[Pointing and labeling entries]
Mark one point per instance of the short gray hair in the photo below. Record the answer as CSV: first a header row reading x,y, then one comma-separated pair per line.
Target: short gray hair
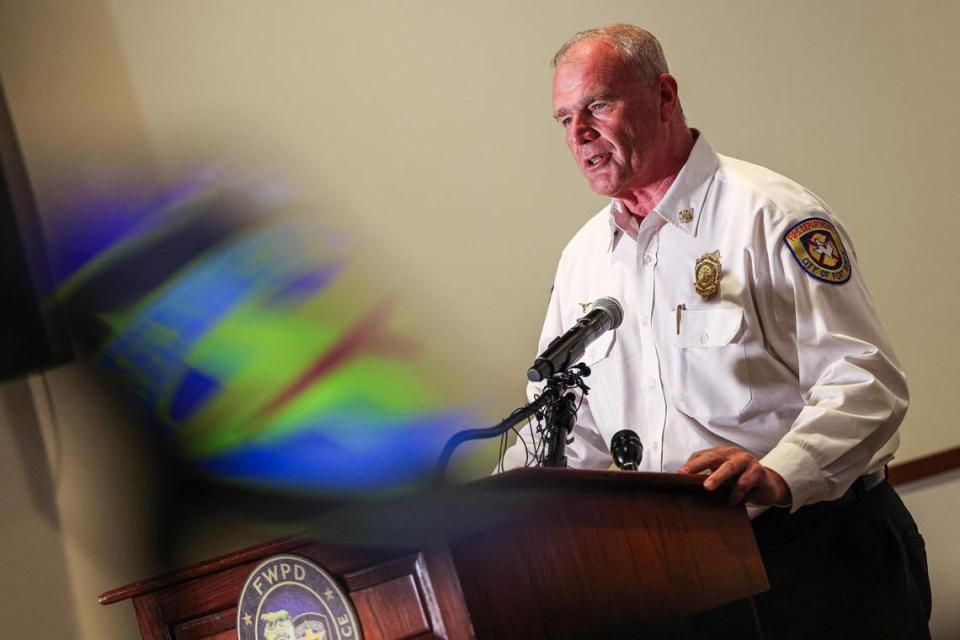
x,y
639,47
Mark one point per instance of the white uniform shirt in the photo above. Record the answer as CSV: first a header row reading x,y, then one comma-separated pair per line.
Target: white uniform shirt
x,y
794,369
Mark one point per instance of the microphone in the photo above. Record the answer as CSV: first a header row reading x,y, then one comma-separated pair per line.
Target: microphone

_THE EXERCISE_.
Print again the material above, limited to the lines from the one holding "Mark one point per instance of the white" through the last, inclusive.

_REPLY TO THE TASK_.
Mark one point per instance of the white uniform shirt in the photo above. Record the answer as CSV: first a header row reading x,y, then one comma-separated pair per line.
Target: white uniform shirt
x,y
794,369
Mark one point per instance of the microphone in the photo above. Record the answer as CSV: first a header row reading x,y, then one comma-separated pair per line.
Target: microphone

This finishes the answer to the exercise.